** Supplied records follows **
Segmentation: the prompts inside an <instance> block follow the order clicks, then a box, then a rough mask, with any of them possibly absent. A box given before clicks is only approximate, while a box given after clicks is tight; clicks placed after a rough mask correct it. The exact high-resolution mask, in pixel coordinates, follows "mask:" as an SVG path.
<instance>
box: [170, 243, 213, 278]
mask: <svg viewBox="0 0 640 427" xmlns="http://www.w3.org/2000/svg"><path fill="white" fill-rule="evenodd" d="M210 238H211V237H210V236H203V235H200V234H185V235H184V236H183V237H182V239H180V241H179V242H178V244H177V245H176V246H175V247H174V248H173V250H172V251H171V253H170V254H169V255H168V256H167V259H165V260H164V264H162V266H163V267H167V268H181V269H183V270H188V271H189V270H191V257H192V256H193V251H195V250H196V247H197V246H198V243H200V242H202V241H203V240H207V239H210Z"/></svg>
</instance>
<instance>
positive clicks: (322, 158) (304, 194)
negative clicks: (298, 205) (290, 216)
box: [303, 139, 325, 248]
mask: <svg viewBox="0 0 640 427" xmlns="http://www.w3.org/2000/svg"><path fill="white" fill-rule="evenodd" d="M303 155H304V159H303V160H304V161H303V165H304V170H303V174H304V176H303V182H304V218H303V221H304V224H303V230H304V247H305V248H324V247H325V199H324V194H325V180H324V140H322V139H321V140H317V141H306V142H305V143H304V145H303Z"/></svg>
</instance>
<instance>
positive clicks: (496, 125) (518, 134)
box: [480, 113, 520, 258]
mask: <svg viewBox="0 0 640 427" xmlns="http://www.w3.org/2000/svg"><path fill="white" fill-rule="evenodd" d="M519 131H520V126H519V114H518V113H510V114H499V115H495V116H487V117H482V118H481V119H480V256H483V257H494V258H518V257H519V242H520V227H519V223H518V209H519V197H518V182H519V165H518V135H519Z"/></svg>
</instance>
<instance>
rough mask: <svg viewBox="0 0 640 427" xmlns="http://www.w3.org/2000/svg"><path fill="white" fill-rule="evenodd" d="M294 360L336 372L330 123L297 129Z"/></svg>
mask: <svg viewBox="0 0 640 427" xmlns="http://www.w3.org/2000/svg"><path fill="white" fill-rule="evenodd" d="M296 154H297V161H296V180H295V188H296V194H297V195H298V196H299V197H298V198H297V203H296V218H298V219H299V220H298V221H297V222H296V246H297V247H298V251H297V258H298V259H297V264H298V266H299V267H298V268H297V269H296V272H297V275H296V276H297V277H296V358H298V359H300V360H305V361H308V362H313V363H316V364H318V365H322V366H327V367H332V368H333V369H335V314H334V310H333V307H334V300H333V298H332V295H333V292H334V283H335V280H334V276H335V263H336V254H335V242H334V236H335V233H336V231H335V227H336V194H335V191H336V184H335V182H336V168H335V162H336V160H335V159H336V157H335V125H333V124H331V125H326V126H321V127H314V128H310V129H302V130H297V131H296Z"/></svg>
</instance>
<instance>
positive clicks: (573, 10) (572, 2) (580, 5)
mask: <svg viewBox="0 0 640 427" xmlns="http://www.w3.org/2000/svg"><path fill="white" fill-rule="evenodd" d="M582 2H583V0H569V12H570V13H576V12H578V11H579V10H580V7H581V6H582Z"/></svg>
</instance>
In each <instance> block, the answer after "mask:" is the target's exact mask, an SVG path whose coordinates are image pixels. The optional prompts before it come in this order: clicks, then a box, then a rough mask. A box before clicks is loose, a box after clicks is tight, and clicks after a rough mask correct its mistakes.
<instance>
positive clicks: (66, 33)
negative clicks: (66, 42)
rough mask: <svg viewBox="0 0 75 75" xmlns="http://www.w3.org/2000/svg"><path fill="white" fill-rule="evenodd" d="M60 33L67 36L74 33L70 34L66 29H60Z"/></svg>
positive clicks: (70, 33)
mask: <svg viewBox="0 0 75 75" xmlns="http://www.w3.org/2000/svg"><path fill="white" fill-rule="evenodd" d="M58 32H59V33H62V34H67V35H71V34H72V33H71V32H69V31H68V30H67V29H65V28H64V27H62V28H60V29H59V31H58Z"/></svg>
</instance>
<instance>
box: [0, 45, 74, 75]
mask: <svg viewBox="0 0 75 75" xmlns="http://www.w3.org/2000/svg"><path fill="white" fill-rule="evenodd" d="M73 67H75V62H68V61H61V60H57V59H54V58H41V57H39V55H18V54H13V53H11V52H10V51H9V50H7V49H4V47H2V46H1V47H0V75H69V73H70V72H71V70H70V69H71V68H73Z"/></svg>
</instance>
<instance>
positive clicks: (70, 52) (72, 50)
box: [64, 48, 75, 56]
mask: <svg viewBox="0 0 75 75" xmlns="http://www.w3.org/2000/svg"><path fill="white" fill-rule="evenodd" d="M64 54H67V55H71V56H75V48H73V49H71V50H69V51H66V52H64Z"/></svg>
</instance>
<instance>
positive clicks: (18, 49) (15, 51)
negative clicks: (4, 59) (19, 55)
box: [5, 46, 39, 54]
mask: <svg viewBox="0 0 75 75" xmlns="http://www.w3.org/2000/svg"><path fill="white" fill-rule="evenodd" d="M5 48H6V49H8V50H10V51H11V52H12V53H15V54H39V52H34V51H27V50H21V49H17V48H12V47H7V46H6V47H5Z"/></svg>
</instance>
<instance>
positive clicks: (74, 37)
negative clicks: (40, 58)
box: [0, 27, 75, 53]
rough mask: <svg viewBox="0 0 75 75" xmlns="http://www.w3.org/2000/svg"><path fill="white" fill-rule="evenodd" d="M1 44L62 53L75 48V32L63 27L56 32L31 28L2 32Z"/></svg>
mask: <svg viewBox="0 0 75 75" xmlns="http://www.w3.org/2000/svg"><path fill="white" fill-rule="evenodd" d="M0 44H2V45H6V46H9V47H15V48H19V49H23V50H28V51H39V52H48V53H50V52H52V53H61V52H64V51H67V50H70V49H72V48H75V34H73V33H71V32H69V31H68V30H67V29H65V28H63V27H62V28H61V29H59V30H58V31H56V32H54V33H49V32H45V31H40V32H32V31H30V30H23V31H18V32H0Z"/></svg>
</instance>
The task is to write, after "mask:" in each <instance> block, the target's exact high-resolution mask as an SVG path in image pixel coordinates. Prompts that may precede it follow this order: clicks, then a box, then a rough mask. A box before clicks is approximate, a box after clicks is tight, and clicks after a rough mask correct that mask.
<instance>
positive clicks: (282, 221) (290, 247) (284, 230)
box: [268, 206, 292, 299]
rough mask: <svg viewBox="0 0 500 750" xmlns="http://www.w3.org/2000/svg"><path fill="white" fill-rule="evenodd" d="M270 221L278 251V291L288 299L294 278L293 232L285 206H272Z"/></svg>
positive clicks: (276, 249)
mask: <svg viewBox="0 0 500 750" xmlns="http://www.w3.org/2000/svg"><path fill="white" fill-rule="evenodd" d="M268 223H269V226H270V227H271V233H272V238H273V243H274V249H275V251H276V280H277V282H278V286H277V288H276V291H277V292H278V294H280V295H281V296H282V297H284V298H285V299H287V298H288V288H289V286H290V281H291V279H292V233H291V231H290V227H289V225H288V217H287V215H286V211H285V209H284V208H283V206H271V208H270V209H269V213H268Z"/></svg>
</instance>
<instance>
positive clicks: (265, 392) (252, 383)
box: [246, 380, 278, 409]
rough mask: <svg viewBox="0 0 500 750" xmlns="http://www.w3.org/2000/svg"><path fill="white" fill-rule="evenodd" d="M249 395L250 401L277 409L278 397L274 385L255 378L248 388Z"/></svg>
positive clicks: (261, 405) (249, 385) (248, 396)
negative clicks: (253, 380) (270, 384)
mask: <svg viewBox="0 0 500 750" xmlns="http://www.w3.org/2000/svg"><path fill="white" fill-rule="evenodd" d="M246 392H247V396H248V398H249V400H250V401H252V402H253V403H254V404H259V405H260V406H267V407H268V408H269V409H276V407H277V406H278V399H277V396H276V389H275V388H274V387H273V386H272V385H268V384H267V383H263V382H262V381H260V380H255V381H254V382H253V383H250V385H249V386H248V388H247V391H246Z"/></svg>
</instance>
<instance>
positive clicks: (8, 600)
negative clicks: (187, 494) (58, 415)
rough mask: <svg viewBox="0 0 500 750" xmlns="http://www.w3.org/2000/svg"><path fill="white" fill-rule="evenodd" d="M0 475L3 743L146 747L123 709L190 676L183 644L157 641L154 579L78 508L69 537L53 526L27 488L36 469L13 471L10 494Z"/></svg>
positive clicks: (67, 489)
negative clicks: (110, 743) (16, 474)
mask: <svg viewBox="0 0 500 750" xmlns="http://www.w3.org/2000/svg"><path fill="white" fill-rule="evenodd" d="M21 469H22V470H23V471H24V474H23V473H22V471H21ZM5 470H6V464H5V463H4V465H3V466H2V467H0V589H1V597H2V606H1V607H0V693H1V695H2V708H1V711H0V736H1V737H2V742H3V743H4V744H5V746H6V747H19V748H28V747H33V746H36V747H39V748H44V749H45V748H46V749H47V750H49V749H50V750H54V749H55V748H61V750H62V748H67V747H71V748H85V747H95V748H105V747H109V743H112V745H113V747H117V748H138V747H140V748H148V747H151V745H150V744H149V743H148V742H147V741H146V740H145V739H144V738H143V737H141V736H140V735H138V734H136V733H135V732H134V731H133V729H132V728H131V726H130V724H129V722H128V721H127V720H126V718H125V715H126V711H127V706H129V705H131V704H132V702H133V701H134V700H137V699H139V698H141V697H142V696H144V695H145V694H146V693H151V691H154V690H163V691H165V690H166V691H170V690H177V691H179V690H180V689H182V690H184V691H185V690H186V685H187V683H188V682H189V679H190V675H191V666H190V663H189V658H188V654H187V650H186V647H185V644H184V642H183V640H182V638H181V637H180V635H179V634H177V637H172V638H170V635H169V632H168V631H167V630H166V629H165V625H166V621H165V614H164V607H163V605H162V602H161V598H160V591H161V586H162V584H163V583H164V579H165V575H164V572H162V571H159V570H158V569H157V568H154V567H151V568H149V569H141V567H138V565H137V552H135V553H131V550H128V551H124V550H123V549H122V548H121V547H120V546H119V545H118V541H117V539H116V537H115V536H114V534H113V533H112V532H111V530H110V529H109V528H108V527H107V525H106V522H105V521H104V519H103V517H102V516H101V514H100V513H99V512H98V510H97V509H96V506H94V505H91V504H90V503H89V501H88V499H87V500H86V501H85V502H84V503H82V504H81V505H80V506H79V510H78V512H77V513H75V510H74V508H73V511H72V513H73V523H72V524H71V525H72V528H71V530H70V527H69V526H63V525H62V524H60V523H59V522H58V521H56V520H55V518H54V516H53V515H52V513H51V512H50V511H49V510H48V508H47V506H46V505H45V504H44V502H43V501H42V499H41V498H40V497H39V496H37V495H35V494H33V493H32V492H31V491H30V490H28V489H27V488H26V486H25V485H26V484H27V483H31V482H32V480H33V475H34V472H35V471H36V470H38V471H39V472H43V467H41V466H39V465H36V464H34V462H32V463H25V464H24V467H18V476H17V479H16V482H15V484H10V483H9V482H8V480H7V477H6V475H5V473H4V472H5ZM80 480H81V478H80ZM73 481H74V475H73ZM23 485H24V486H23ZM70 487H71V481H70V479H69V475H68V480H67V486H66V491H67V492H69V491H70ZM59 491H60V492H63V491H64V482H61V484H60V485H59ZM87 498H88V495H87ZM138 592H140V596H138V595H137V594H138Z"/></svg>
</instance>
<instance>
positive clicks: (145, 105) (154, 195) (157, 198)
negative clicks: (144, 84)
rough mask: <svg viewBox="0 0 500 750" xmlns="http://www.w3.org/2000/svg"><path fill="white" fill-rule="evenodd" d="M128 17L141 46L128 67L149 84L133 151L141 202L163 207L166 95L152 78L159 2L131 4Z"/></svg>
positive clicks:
** End of Supplied records **
● **Problem statement**
Present the part of the entries that opens with the line containing "44L62 53L75 48V32L63" and closes with the line containing "box: [268, 206, 292, 299]" as a Markdown table with the columns Row and Line. Number each line in Row, and leave out any blank lines.

● **Response area**
| Row | Line |
|---|---|
| 1 | rough mask: <svg viewBox="0 0 75 75" xmlns="http://www.w3.org/2000/svg"><path fill="white" fill-rule="evenodd" d="M1 44L62 53L75 48V32L63 27L56 32L31 28L2 32Z"/></svg> |
| 2 | mask: <svg viewBox="0 0 75 75" xmlns="http://www.w3.org/2000/svg"><path fill="white" fill-rule="evenodd" d="M0 44H2V45H6V46H9V47H15V48H19V49H23V50H28V51H39V52H48V53H50V52H52V53H61V52H64V51H67V50H70V49H72V48H75V34H73V33H71V32H69V31H68V30H67V29H65V28H63V27H62V28H61V29H59V30H58V31H56V32H54V33H49V32H45V31H40V32H32V31H30V30H23V31H18V32H0Z"/></svg> |
| 3 | </instance> |
| 4 | The task is to write, after "mask:" in each <instance> block, the target's exact high-resolution mask as an SVG path in image pixel coordinates. Prompts that may precede it follow this order: clicks, then a box, then a rough mask. A box before clicks is approximate, a box after clicks is tight, and clicks after a rough mask correct that mask. |
| 5 | <instance> |
| 6 | positive clicks: (282, 221) (290, 247) (284, 230) |
| 7 | box: [268, 206, 292, 299] |